[Stored entries]
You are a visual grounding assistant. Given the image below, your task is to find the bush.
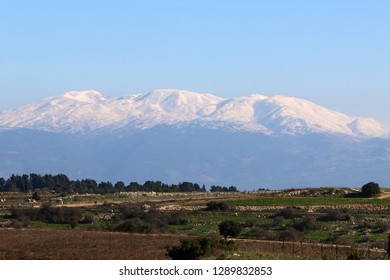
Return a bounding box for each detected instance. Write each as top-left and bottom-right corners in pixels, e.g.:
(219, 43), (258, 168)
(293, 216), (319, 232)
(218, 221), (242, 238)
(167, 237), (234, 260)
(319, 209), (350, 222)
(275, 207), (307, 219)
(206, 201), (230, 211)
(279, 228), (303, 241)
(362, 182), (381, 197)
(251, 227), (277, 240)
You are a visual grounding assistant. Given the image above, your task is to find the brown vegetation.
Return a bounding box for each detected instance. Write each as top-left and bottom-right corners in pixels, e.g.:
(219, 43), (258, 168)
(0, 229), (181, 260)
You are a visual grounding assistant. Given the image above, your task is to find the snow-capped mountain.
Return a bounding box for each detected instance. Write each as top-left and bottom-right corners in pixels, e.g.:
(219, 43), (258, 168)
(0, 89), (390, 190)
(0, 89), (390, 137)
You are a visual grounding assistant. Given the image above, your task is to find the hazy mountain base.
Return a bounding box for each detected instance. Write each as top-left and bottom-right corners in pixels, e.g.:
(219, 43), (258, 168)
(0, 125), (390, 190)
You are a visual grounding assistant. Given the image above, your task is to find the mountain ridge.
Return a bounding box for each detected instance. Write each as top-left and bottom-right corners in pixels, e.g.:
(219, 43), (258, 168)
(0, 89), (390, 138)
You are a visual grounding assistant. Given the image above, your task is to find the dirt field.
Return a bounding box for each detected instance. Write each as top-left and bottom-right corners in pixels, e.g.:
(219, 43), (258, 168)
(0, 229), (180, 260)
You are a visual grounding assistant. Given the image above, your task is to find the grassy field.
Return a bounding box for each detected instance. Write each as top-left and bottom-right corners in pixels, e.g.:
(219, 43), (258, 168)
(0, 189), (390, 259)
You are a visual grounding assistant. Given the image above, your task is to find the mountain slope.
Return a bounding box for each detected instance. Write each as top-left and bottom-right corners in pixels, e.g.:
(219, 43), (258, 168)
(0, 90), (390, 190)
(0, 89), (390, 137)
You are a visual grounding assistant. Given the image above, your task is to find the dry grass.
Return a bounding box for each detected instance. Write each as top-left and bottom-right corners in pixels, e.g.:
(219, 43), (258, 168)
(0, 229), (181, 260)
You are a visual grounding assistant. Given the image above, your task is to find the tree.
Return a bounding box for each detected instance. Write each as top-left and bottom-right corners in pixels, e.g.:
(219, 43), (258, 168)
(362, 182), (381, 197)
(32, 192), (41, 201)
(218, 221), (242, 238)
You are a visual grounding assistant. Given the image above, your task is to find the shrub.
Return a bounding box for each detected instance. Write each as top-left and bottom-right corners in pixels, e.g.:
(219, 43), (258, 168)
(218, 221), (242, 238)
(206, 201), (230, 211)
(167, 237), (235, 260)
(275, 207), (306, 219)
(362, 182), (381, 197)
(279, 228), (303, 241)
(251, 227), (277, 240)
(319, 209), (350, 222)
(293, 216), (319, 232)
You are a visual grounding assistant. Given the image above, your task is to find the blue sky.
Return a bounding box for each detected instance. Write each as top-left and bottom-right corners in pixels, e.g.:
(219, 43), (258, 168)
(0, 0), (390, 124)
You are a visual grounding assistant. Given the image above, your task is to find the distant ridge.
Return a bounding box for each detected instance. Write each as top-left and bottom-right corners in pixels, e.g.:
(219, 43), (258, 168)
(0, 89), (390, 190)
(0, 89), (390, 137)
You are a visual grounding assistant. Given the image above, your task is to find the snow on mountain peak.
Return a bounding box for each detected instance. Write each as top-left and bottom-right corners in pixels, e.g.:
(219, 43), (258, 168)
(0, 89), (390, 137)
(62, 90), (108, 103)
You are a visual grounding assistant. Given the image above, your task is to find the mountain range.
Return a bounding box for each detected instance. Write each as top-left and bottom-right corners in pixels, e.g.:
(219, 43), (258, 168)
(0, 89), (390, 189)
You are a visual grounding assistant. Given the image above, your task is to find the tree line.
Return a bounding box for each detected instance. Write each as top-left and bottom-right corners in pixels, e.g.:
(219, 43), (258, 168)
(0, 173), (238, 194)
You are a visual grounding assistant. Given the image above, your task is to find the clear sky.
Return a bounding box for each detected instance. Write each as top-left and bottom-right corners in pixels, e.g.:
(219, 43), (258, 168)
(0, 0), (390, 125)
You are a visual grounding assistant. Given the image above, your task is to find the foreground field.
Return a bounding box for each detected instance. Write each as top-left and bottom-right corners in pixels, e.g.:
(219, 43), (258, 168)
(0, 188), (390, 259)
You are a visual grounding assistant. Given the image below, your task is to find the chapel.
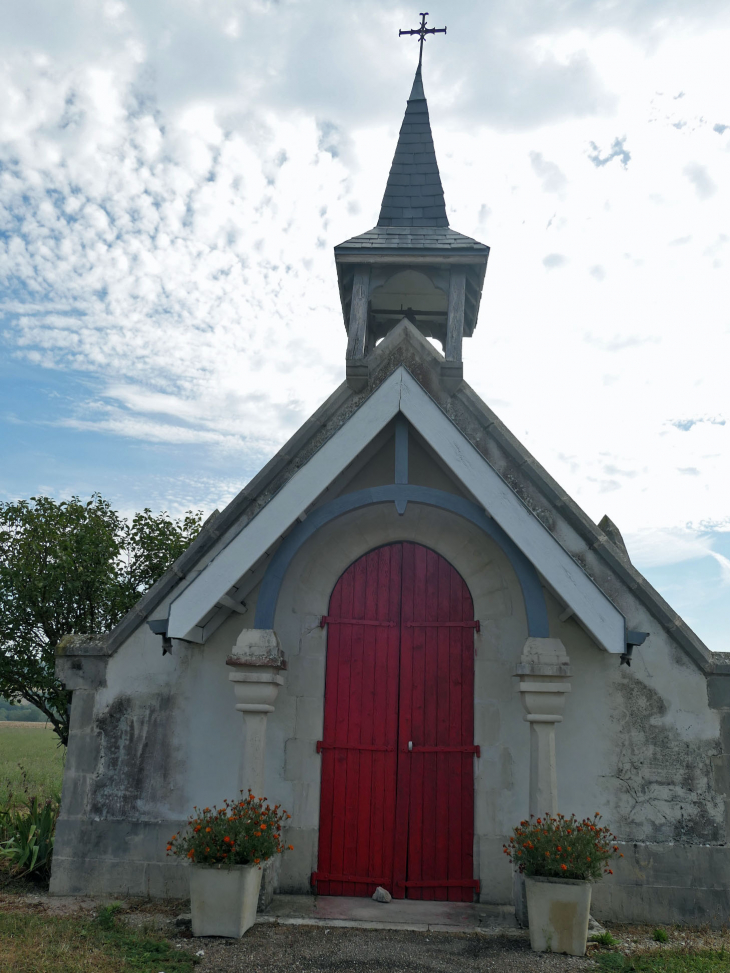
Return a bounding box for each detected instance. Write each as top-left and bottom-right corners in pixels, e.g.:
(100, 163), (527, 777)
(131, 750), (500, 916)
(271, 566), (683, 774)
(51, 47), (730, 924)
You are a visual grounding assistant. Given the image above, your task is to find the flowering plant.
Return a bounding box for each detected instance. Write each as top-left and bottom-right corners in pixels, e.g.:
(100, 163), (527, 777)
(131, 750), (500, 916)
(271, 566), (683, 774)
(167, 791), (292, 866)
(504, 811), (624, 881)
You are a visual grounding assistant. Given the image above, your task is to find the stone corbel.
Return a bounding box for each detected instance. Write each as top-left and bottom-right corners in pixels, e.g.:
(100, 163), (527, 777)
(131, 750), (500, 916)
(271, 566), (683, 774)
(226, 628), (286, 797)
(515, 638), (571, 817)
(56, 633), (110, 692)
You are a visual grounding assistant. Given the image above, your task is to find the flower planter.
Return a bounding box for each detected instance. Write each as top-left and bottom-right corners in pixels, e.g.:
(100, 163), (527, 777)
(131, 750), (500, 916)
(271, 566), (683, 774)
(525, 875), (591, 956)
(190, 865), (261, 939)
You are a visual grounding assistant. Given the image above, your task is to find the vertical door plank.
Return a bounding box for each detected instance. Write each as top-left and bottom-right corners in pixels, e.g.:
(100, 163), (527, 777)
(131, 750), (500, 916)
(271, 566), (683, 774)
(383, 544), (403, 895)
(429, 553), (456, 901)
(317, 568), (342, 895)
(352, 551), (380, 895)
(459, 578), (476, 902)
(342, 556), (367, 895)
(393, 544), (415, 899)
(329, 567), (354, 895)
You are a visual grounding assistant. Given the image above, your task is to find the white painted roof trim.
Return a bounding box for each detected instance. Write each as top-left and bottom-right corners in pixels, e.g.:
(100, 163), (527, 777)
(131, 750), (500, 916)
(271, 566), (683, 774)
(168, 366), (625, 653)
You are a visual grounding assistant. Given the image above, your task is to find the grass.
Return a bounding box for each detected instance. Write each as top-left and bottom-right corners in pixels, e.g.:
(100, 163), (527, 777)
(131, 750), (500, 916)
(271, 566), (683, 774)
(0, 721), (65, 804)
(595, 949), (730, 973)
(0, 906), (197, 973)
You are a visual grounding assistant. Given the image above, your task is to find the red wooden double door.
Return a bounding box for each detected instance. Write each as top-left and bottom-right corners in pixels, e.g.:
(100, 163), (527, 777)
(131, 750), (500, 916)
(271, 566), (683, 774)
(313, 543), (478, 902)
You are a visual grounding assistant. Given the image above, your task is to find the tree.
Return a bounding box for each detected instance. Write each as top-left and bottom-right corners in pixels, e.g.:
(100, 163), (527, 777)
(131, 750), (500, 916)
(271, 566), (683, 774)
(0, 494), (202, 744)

* * *

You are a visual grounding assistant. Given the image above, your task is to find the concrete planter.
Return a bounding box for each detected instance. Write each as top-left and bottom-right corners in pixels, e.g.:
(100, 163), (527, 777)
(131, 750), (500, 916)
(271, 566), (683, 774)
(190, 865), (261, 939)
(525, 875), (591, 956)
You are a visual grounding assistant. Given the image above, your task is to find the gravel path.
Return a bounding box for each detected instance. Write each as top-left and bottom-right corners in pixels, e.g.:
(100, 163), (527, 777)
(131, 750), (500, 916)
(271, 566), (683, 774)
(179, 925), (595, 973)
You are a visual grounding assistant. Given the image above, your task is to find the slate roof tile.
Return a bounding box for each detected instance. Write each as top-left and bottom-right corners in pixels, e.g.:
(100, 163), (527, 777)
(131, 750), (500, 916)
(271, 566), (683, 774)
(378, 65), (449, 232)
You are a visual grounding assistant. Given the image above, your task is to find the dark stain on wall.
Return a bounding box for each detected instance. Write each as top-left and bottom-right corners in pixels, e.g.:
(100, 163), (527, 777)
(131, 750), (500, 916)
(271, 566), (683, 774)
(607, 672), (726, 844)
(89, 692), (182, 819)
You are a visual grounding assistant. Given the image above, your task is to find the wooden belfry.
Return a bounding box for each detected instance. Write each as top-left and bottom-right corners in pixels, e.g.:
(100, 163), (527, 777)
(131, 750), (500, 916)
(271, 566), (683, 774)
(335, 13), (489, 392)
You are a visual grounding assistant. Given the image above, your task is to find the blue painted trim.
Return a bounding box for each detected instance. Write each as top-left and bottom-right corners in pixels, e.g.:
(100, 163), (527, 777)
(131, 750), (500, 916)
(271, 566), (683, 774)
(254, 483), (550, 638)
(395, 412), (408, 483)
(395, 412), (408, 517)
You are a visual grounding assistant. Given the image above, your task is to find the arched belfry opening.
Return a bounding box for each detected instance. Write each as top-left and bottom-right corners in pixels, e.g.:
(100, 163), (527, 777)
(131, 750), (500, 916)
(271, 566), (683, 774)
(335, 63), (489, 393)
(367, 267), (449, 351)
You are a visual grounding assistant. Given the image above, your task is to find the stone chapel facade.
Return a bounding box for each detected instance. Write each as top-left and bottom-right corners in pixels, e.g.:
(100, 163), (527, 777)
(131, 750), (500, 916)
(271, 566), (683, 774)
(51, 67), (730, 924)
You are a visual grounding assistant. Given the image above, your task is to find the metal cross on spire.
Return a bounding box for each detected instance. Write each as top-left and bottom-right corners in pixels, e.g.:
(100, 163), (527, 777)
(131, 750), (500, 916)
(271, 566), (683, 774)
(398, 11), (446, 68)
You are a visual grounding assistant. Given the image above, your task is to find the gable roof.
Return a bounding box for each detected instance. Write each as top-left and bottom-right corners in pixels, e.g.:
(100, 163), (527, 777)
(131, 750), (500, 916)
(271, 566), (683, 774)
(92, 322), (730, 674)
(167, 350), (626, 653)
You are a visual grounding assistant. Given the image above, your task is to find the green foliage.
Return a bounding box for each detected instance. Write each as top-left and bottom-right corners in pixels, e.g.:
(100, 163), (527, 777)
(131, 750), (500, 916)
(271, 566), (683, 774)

* _Stated exercise_
Extract each line from the items above that contains the string "painted". Matching is case-sensitive.

* _Exercise result_
You are a visual grounding assistant. Given the image above, your task is to find the white painted roof trim.
You are a visual grounding assistant. Given the image above, your task is to find the blue painted trim.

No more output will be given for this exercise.